* Information given:
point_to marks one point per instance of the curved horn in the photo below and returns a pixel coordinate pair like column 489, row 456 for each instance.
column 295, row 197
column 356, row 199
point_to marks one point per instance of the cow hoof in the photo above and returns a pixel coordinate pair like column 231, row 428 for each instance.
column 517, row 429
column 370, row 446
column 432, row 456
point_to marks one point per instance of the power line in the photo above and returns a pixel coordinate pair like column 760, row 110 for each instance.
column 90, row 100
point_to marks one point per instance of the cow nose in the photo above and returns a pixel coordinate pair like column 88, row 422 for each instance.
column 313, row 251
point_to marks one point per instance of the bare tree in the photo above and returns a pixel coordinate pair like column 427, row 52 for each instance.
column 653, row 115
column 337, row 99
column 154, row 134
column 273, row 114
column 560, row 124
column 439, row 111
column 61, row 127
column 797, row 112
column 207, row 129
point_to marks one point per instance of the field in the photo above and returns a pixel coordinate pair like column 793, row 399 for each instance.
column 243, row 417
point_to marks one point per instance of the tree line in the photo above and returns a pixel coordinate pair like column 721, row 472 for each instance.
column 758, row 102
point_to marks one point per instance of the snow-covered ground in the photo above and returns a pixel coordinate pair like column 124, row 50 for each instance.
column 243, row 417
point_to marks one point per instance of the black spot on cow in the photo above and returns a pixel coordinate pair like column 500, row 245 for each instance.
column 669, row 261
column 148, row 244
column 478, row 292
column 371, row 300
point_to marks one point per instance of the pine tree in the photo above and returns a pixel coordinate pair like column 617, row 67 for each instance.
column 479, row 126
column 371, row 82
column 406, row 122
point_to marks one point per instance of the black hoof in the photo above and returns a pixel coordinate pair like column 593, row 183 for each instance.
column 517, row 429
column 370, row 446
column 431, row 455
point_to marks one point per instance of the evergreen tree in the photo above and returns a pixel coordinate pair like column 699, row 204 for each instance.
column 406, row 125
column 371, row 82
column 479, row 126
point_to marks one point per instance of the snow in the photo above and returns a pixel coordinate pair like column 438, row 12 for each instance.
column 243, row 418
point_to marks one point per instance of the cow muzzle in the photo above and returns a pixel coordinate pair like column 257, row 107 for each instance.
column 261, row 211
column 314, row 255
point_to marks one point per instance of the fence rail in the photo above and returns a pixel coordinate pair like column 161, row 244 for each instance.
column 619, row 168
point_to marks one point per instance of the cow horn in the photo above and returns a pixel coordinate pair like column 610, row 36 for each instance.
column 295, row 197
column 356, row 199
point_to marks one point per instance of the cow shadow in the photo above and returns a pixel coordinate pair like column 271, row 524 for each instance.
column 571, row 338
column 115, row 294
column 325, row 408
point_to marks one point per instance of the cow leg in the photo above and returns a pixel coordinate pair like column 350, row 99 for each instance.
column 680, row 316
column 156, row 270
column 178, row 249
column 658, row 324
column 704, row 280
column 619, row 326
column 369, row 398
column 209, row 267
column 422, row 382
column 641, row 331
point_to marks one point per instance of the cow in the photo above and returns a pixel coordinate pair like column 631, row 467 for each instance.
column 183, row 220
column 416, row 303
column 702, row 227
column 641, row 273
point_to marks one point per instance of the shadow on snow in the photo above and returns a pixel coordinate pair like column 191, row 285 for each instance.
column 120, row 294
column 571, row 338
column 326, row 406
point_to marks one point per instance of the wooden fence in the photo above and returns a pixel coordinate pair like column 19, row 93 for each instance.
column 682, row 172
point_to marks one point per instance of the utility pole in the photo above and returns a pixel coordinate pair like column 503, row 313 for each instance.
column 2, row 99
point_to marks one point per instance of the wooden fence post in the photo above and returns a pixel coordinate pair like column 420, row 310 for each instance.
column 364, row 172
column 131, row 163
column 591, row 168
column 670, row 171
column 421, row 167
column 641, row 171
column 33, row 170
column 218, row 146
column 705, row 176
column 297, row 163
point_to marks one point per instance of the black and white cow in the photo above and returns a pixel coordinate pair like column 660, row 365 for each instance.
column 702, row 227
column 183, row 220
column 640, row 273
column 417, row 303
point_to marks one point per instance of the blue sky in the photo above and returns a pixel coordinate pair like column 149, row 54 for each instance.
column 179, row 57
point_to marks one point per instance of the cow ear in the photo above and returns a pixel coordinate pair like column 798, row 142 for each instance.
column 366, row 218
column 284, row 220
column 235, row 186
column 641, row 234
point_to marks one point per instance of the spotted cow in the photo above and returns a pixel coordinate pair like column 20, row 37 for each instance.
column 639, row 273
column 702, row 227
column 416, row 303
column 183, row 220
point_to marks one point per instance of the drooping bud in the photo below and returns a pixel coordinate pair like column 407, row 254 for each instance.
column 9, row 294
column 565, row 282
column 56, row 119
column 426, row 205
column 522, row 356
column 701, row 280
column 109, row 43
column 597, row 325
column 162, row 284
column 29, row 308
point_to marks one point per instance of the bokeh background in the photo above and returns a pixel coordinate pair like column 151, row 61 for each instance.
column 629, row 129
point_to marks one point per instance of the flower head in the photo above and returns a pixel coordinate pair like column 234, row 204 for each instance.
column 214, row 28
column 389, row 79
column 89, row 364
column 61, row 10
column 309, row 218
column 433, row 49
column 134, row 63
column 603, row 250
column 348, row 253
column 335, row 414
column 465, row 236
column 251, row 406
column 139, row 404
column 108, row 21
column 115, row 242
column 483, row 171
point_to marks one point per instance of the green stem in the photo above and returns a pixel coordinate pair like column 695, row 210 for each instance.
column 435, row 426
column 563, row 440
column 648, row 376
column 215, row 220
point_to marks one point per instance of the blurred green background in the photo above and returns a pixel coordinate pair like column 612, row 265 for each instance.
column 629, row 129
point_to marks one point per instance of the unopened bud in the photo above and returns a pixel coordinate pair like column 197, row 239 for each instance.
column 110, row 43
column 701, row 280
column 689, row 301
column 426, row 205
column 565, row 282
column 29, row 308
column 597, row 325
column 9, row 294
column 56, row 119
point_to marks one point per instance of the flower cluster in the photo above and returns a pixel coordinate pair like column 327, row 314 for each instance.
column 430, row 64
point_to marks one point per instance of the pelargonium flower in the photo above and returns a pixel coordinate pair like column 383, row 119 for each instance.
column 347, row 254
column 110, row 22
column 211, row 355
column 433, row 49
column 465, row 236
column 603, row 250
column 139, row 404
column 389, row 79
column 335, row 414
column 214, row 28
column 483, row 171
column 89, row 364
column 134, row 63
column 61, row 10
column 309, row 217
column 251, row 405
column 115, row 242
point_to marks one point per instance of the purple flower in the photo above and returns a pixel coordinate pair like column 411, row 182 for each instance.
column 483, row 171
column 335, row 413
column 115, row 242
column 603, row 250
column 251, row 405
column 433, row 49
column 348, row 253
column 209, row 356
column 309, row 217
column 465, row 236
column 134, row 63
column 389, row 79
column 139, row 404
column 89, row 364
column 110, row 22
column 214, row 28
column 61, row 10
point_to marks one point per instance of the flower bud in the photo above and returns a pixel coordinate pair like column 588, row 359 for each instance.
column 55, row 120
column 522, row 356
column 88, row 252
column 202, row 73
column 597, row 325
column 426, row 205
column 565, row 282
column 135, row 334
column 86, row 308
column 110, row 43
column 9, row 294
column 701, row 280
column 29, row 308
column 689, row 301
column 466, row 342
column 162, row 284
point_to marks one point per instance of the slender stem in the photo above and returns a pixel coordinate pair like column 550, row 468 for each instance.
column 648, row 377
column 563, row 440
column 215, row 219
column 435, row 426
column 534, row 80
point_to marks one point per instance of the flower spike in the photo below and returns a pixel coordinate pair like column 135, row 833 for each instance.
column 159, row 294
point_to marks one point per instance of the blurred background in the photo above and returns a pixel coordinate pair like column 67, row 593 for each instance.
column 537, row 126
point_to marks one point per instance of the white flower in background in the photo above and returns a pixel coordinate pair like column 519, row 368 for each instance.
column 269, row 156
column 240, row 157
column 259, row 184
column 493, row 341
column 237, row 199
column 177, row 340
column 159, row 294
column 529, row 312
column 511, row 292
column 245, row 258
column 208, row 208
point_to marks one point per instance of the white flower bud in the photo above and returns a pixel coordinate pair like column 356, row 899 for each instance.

* What you should do: The line containing "point_to marks one point per instance of the flower spike" marks the start; retype it and each line after it through the end of the records above, exactly.

* The completed task:
point_to marks one point per instance of the flower spike in the photo below and returns a pixel coordinate pair like column 135, row 833 for each instance.
column 159, row 294
point_to marks one point per instance of the blurred background in the photo above and returns a pixel coordinate pair like column 67, row 593 for each instance.
column 537, row 126
point_to marks one point per instance of the white flower in background in the photo above and returns a pixel coordinate pair like column 519, row 368 for each instance.
column 269, row 156
column 240, row 157
column 259, row 184
column 493, row 341
column 237, row 199
column 177, row 340
column 159, row 294
column 529, row 312
column 511, row 292
column 245, row 258
column 208, row 208
point_to marks one point per instance of the white flower bud in the photo above and returns a pixel coordinate pair like column 356, row 899 for each instance.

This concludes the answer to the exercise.